## ENTRIES SHOWN
⁂

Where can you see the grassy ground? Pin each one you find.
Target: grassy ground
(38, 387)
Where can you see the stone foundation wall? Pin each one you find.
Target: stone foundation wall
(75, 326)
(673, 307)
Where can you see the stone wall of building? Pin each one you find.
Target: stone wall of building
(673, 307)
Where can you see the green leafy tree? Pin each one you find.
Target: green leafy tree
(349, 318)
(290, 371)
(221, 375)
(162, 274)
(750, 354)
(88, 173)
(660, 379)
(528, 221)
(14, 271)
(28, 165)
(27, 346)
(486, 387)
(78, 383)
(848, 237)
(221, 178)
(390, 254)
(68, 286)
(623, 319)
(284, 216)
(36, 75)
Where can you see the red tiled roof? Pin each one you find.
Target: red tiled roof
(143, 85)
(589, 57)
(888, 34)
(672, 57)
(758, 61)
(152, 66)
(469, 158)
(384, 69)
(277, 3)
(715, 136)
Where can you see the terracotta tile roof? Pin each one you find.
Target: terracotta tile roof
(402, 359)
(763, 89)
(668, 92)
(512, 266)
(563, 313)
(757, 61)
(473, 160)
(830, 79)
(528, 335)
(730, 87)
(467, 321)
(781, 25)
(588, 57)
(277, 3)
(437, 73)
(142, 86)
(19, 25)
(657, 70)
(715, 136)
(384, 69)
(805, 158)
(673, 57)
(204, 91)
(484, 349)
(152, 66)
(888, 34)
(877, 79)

⁂

## THE TASK
Your answer should consist only of the lines from the one with "Where can you see the stone foundation" through the end of the data above, reproduced exactly.

## FULL OUTPUT
Where can you see the stone foundation wall? Pin each one you find.
Target: stone foundation wall
(75, 326)
(673, 307)
Where can you see the stone wall of building? Pin each one you find.
Target: stone wall of building
(673, 307)
Where can you see the green leafy tree? Pin each one you find.
Target: green leafy tree
(349, 318)
(290, 371)
(221, 375)
(162, 274)
(750, 354)
(88, 173)
(660, 379)
(528, 221)
(14, 271)
(28, 165)
(27, 346)
(486, 387)
(78, 383)
(848, 237)
(221, 178)
(390, 254)
(68, 286)
(623, 319)
(284, 216)
(36, 75)
Where can you see the red tiled roof? Pin each one you find.
Target: red tiled roof
(143, 85)
(589, 57)
(888, 34)
(672, 57)
(758, 61)
(152, 66)
(469, 158)
(384, 69)
(277, 3)
(715, 136)
Where can you see the terracotta tile roof? Pin each one you find.
Target: terracotta tile roof
(402, 359)
(763, 89)
(668, 92)
(512, 266)
(563, 313)
(757, 61)
(473, 160)
(830, 79)
(528, 335)
(730, 87)
(467, 321)
(781, 25)
(588, 57)
(277, 3)
(437, 73)
(142, 86)
(19, 25)
(657, 70)
(715, 136)
(384, 69)
(805, 158)
(673, 57)
(204, 91)
(484, 349)
(152, 66)
(888, 34)
(877, 79)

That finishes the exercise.